Pull out every line below that contains the word "leaf", matching its case exactly.
════════
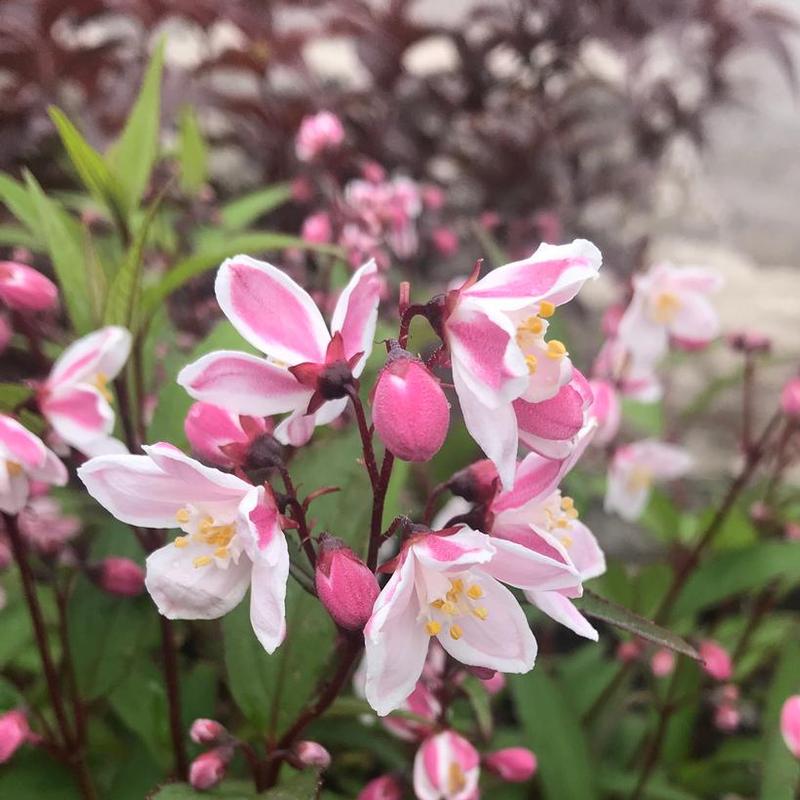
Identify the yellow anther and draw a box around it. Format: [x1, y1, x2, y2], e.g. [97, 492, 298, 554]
[539, 300, 556, 319]
[425, 619, 442, 636]
[94, 372, 114, 403]
[547, 339, 567, 359]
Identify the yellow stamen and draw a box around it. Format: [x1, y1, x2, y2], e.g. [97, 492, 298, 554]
[539, 300, 556, 319]
[94, 372, 114, 403]
[425, 619, 442, 636]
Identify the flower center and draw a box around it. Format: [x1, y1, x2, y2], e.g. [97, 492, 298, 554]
[651, 292, 681, 325]
[425, 578, 489, 639]
[174, 506, 239, 567]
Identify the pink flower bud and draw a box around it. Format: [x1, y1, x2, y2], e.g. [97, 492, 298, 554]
[781, 694, 800, 758]
[295, 111, 344, 161]
[650, 648, 675, 678]
[300, 211, 333, 244]
[0, 261, 58, 311]
[431, 228, 458, 258]
[314, 534, 380, 631]
[97, 556, 144, 597]
[483, 747, 538, 783]
[714, 703, 742, 733]
[414, 731, 480, 800]
[372, 348, 450, 461]
[0, 709, 31, 764]
[700, 639, 733, 681]
[781, 376, 800, 421]
[356, 775, 403, 800]
[189, 719, 229, 744]
[294, 741, 331, 769]
[189, 747, 230, 791]
[481, 672, 506, 695]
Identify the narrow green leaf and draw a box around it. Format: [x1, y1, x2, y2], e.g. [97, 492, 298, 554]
[575, 589, 700, 661]
[142, 232, 339, 319]
[670, 542, 800, 621]
[0, 174, 44, 239]
[178, 106, 208, 194]
[510, 664, 597, 800]
[759, 629, 800, 800]
[0, 382, 33, 413]
[107, 40, 164, 212]
[222, 581, 334, 736]
[220, 183, 292, 231]
[48, 106, 128, 224]
[25, 171, 92, 334]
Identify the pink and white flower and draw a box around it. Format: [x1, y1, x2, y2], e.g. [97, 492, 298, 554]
[414, 731, 481, 800]
[605, 439, 692, 522]
[78, 442, 289, 653]
[619, 264, 722, 364]
[178, 256, 380, 447]
[364, 527, 579, 716]
[0, 414, 68, 514]
[38, 325, 131, 456]
[442, 239, 601, 486]
[0, 261, 58, 311]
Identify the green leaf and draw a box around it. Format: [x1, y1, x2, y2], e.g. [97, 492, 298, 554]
[222, 581, 334, 737]
[0, 174, 45, 236]
[670, 542, 800, 621]
[25, 171, 93, 334]
[142, 232, 339, 319]
[575, 589, 700, 661]
[107, 41, 164, 213]
[0, 382, 33, 413]
[103, 187, 164, 330]
[67, 579, 155, 700]
[220, 183, 292, 231]
[510, 664, 597, 800]
[178, 106, 208, 194]
[48, 106, 127, 225]
[759, 636, 800, 800]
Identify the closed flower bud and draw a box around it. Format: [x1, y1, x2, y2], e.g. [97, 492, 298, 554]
[0, 709, 31, 764]
[315, 534, 380, 631]
[189, 747, 225, 791]
[0, 261, 58, 311]
[356, 775, 403, 800]
[781, 694, 800, 758]
[700, 639, 733, 681]
[781, 376, 800, 421]
[294, 741, 331, 769]
[372, 348, 450, 461]
[189, 719, 229, 744]
[484, 747, 538, 783]
[96, 556, 144, 597]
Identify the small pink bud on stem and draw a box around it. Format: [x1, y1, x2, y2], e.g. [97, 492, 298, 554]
[314, 534, 380, 631]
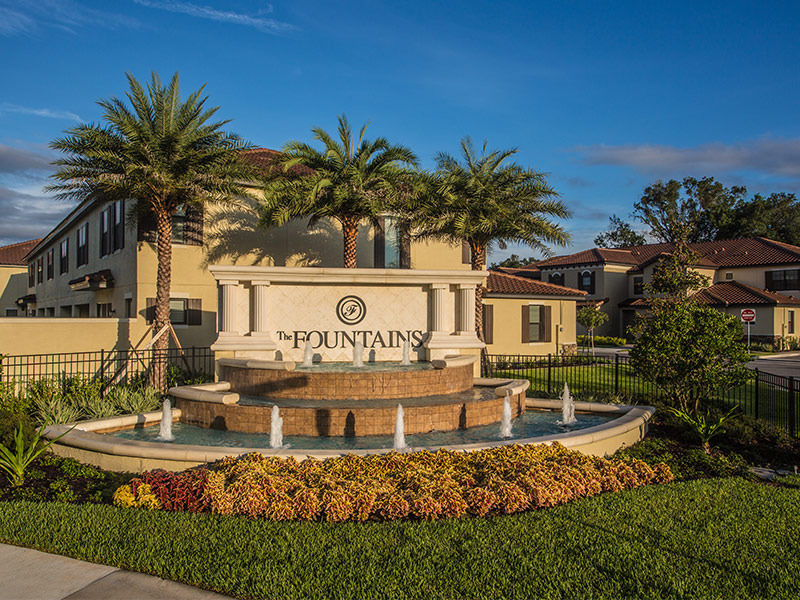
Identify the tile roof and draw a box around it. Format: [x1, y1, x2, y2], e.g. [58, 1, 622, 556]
[619, 281, 800, 308]
[0, 239, 40, 267]
[693, 281, 800, 306]
[537, 237, 800, 268]
[486, 271, 586, 299]
[242, 148, 313, 175]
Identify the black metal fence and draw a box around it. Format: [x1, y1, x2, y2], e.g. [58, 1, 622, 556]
[0, 347, 214, 388]
[482, 354, 800, 436]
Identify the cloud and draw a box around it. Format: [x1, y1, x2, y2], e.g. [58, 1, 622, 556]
[0, 0, 139, 36]
[133, 0, 295, 34]
[0, 102, 83, 123]
[573, 137, 800, 179]
[0, 186, 72, 245]
[0, 144, 52, 174]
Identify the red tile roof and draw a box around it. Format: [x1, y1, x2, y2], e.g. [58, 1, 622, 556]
[693, 281, 800, 306]
[242, 148, 313, 175]
[619, 281, 800, 308]
[0, 239, 40, 267]
[486, 271, 586, 299]
[537, 237, 800, 268]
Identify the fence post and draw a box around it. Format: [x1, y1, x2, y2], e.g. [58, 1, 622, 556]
[753, 369, 761, 419]
[789, 376, 797, 436]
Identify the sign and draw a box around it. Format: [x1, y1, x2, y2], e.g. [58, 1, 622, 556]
[741, 308, 756, 324]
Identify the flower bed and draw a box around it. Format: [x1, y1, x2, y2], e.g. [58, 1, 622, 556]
[114, 444, 672, 521]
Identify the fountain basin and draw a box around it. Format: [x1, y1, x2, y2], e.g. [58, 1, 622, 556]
[43, 398, 655, 473]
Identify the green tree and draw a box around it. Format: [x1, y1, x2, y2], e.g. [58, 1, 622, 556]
[633, 177, 747, 243]
[594, 215, 647, 248]
[413, 137, 570, 336]
[260, 115, 417, 268]
[50, 73, 251, 385]
[576, 306, 608, 356]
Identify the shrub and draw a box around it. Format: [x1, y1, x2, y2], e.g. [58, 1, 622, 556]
[115, 444, 672, 522]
════════
__EXERCISE RESPONSE__.
Identify the narrow green leaf and draw a box around it. Format: [x1, y1, x2, y2], e.g. [97, 492, 298, 554]
Identify the green leaf and draw a box around it. Format: [x1, y1, x2, y2], e.g. [97, 492, 298, 554]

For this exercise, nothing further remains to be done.